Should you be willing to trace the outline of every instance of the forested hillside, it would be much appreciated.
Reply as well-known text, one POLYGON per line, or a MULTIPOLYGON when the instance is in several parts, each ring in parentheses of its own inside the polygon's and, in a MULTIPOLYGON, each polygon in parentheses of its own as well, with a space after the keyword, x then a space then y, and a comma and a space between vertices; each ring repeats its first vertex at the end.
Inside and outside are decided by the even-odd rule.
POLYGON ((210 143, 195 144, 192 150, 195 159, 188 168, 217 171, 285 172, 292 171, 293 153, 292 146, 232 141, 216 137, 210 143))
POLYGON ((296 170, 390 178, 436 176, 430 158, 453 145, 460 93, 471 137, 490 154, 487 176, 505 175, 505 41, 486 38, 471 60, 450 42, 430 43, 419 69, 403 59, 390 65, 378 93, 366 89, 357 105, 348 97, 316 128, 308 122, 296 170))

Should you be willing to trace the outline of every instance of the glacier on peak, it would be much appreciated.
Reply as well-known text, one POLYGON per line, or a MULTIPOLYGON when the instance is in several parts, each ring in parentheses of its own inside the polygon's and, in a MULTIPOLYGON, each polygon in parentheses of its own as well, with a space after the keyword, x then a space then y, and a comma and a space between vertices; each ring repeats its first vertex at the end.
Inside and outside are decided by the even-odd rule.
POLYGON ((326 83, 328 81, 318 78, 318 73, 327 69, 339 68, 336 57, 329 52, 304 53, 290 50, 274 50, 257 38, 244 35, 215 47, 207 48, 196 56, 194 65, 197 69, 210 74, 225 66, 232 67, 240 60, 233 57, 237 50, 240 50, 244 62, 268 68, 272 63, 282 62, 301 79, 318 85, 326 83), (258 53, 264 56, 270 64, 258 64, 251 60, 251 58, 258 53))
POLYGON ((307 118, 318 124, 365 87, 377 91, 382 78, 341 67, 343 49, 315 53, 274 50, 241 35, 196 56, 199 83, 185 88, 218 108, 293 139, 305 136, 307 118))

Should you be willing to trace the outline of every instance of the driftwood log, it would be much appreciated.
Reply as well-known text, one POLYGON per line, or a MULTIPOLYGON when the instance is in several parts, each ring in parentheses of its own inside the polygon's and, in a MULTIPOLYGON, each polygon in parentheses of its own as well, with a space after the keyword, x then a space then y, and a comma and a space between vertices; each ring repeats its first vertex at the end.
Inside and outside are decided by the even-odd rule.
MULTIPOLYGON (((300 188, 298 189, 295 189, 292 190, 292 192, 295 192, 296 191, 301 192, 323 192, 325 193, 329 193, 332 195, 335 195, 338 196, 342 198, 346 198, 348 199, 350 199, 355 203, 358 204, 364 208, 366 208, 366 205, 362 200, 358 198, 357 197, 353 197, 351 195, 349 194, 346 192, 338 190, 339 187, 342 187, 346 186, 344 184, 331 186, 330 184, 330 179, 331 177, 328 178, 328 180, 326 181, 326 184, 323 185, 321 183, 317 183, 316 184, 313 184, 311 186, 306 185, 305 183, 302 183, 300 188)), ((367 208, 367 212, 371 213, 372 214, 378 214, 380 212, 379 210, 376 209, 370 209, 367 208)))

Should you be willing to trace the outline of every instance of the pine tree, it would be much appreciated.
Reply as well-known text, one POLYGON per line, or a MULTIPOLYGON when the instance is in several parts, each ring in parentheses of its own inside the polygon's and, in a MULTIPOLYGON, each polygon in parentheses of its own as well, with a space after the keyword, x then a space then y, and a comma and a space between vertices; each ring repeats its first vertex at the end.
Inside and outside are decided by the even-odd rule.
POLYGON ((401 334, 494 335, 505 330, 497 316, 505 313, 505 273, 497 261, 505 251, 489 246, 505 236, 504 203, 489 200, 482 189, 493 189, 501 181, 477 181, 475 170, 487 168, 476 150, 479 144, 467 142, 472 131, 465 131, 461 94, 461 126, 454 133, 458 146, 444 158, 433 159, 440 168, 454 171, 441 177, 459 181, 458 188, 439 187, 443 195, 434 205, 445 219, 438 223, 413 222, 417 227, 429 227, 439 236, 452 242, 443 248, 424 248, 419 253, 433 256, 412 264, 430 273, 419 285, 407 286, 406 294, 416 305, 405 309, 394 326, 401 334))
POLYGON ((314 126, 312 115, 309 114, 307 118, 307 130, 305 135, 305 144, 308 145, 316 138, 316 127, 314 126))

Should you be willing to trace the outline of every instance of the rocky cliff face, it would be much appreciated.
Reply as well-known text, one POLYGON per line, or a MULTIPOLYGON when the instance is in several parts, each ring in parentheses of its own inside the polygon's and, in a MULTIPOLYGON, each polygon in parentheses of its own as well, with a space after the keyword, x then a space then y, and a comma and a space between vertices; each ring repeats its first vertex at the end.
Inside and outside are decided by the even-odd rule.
****
Reescreva todas as linhas dos dados acima como uma lista JSON de strings, com uma string para cada linha e sem as linhas em branco.

[
  "Should you be willing to trace the outline of every instance of the forested hillside, it would be much appreciated.",
  "Reply as well-known text, one POLYGON per line, or a MULTIPOLYGON when the instance is in several parts, each ring in parentheses of its own inside the polygon's and, in a MULTIPOLYGON, each polygon in parentheses of its own as well, with a space after the keyword, x then a space then y, and a comma and a space between vertices; each ring repeats its first vertex at the end.",
  "Inside and outside are decided by the even-odd rule.",
  "POLYGON ((210 143, 195 144, 192 150, 195 159, 188 168, 217 171, 285 172, 292 171, 293 153, 292 146, 232 141, 216 137, 210 143))",
  "POLYGON ((296 170, 390 178, 436 176, 430 158, 453 145, 460 93, 471 137, 490 154, 487 176, 505 175, 505 41, 486 38, 471 60, 450 42, 430 43, 419 69, 403 59, 390 65, 378 93, 366 89, 357 105, 348 97, 316 128, 308 122, 296 170))",
  "Should you be willing to trace the outline of every instance of the glacier on peak, it would be much appreciated.",
  "Reply as well-known text, one POLYGON per line, or a MULTIPOLYGON when the instance is in several parts, each ring in parentheses of its own inside the polygon's and, in a MULTIPOLYGON, each polygon in parentheses of its own as well, with a space after the keyword, x then a space then y, and a comma and a space between vertices; each ring repeats its first vertex at the end.",
  "Inside and outside are decided by the even-odd rule.",
  "POLYGON ((326 83, 328 81, 318 78, 318 73, 327 69, 339 68, 336 57, 329 52, 304 53, 290 50, 274 50, 257 38, 244 35, 215 47, 207 48, 196 56, 194 65, 197 69, 210 74, 225 66, 232 67, 240 60, 233 57, 237 50, 240 50, 244 62, 268 68, 272 63, 282 62, 301 79, 318 85, 326 83), (258 53, 264 56, 270 64, 258 64, 251 60, 251 58, 258 53))",
  "POLYGON ((307 118, 318 124, 365 87, 377 91, 382 78, 341 67, 343 49, 315 53, 274 50, 241 35, 196 56, 199 83, 185 88, 218 108, 293 139, 305 136, 307 118))",
  "Should you be willing to trace the outline of every instance of the driftwood log, it would be much appreciated.",
  "Reply as well-known text, one POLYGON per line, or a MULTIPOLYGON when the instance is in several parts, each ring in parentheses of its own inside the polygon's and, in a MULTIPOLYGON, each polygon in parentheses of its own as well, with a space after the keyword, x then a space then y, and a comma and a space between vertices; each ring repeats its first vertex at the end.",
  "Inside and outside are decided by the even-odd rule.",
  "MULTIPOLYGON (((300 188, 298 189, 295 189, 292 190, 292 192, 295 192, 296 191, 301 192, 323 192, 325 193, 329 193, 332 195, 335 195, 338 196, 342 198, 346 198, 348 199, 350 199, 355 203, 358 204, 364 208, 366 208, 366 205, 362 200, 358 198, 357 197, 353 197, 351 195, 349 194, 346 192, 338 190, 339 187, 342 187, 346 186, 344 184, 331 186, 330 184, 330 179, 331 177, 328 178, 328 180, 326 181, 326 184, 323 185, 321 183, 317 183, 316 184, 313 184, 311 186, 306 185, 305 183, 302 183, 300 188)), ((367 208, 367 212, 371 213, 372 214, 378 214, 380 212, 379 210, 376 209, 370 209, 367 208)))",
  "Should you be willing to trace the outline of every instance of the pine tree, it would be much appreciated.",
  "Reply as well-known text, one POLYGON per line, or a MULTIPOLYGON when the instance is in several parts, each ring in parentheses of its own inside the polygon's and, in a MULTIPOLYGON, each polygon in parentheses of its own as well, with a space after the keyword, x then a space then y, and a comma and a space between vertices; each ring repeats its first vertex at the end.",
  "Inside and outside are decided by the even-odd rule.",
  "POLYGON ((401 334, 494 335, 505 330, 497 316, 505 313, 505 273, 497 261, 505 251, 489 246, 505 236, 504 203, 489 200, 482 189, 493 189, 501 181, 477 181, 475 170, 487 168, 476 150, 479 144, 467 142, 472 131, 465 131, 461 94, 461 126, 454 133, 458 146, 444 158, 433 159, 440 168, 454 171, 441 177, 459 181, 458 188, 439 187, 443 195, 434 205, 445 219, 438 223, 413 222, 417 227, 429 227, 439 236, 452 242, 443 248, 424 248, 419 253, 433 256, 412 264, 430 273, 419 285, 407 286, 406 294, 416 305, 405 309, 394 326, 401 334))",
  "POLYGON ((314 126, 312 115, 309 114, 307 118, 307 130, 305 135, 305 144, 308 145, 316 138, 316 127, 314 126))",
  "Should you be willing to trace the outline of every instance of the rocky cliff face, it would be much appreciated.",
  "Reply as well-known text, one POLYGON per line, or a MULTIPOLYGON when the instance is in several parts, each ring in parentheses of its own inside the polygon's and, in a MULTIPOLYGON, each polygon in parentheses of its own as well, with a space after the keyword, x then a space then y, and a comma and a space between vertices; each ring repeats its first vertex at the end.",
  "Inside and outside are decided by the even-odd rule."
]